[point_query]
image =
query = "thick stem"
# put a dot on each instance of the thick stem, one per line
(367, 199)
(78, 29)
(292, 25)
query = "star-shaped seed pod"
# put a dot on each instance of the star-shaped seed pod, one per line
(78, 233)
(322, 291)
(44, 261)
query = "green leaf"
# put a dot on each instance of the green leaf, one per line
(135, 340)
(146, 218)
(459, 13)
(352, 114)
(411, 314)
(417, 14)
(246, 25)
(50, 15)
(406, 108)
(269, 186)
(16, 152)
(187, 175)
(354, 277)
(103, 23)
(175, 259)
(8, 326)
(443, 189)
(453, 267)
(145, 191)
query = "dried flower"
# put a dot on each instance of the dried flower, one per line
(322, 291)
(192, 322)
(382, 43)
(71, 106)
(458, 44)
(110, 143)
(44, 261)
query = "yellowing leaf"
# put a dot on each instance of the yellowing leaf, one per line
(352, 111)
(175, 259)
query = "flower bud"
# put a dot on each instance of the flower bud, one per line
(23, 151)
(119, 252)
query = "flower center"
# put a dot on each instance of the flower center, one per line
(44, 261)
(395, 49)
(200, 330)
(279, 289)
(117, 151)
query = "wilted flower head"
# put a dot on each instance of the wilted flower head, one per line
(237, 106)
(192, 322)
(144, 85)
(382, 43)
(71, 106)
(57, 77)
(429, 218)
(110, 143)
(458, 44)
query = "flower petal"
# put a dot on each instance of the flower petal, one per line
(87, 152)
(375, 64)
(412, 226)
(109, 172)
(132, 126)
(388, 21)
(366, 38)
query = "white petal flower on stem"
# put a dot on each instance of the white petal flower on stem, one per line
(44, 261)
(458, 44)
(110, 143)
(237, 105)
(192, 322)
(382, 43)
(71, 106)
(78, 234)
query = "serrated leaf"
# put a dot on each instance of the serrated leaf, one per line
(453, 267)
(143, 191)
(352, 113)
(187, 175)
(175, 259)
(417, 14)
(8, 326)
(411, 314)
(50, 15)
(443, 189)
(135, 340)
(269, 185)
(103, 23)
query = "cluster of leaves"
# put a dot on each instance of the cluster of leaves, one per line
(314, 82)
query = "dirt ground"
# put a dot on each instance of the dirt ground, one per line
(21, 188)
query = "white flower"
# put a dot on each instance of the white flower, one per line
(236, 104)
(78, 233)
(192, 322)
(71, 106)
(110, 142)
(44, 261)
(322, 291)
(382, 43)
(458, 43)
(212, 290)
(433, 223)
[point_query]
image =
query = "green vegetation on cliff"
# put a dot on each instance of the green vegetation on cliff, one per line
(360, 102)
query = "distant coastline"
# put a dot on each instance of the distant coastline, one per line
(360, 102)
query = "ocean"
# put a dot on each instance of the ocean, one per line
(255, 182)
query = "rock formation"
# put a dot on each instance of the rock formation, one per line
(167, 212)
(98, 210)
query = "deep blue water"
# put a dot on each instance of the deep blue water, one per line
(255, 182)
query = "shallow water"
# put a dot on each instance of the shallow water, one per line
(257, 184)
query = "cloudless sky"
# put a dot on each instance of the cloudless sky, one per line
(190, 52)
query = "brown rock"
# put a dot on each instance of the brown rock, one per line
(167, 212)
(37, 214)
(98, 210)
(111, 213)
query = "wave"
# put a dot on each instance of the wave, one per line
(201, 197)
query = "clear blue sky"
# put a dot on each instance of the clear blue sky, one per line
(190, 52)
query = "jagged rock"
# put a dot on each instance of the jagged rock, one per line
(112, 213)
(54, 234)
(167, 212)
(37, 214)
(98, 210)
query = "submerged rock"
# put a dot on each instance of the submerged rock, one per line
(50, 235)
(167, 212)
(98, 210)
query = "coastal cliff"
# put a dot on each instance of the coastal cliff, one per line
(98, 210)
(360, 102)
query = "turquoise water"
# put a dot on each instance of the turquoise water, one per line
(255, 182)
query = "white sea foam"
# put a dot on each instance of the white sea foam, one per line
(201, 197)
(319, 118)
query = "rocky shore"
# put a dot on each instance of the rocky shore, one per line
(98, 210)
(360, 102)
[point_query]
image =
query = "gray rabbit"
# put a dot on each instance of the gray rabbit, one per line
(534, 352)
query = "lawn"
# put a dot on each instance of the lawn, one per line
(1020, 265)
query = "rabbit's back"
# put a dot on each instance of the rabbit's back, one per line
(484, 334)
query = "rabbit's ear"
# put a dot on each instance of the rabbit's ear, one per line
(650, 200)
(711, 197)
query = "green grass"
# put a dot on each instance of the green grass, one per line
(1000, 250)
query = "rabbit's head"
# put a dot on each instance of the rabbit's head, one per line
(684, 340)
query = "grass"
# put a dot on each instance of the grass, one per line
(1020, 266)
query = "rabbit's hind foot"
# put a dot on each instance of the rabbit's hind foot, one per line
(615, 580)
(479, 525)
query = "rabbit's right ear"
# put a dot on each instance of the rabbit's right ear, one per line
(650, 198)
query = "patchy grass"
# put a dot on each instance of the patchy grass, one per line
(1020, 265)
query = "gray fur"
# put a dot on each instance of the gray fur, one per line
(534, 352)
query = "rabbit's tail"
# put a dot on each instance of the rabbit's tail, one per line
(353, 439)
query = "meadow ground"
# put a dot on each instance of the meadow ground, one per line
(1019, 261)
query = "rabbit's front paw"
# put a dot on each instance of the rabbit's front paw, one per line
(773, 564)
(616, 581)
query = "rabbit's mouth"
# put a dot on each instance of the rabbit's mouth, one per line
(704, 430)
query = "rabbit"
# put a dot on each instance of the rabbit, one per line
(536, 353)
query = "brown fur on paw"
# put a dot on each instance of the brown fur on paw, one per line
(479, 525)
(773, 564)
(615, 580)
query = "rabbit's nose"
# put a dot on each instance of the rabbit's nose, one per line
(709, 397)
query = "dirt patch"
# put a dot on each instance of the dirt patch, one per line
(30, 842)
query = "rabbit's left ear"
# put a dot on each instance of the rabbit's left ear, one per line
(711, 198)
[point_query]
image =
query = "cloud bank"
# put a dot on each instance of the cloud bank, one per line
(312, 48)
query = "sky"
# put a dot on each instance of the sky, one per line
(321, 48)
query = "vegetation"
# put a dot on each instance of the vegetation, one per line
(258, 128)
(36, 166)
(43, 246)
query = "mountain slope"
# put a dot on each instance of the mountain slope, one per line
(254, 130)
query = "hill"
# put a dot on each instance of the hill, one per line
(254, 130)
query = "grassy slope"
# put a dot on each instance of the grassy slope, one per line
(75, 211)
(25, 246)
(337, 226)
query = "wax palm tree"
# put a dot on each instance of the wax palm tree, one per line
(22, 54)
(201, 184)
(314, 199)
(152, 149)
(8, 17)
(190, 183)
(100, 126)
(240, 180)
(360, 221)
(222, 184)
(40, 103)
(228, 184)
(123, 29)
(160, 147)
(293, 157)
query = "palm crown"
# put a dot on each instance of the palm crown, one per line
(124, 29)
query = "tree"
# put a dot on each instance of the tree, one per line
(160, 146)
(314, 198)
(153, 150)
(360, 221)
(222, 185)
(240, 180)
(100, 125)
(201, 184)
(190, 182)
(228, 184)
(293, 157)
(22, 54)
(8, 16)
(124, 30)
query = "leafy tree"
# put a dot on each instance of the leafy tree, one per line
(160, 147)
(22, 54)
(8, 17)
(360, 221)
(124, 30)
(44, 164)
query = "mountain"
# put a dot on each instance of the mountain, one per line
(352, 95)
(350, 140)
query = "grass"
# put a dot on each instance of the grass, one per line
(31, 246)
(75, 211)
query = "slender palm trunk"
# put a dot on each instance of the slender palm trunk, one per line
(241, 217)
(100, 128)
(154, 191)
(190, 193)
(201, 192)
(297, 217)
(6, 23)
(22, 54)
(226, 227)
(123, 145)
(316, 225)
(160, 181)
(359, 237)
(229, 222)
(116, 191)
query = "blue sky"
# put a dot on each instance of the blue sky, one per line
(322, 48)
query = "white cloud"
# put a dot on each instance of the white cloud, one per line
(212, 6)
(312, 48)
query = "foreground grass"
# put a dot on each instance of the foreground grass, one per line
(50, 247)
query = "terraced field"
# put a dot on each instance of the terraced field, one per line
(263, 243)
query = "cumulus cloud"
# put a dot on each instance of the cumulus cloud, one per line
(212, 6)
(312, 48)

--- --- ---

▶ _TO BE DONE_
Display every line of the material above that contains the string "bank", treating uppercase and lowercase letters as distinct.

▶ _ANSWER IN FULL_
query = "cloud bank"
# put a dot on each instance of the cloud bank, one per line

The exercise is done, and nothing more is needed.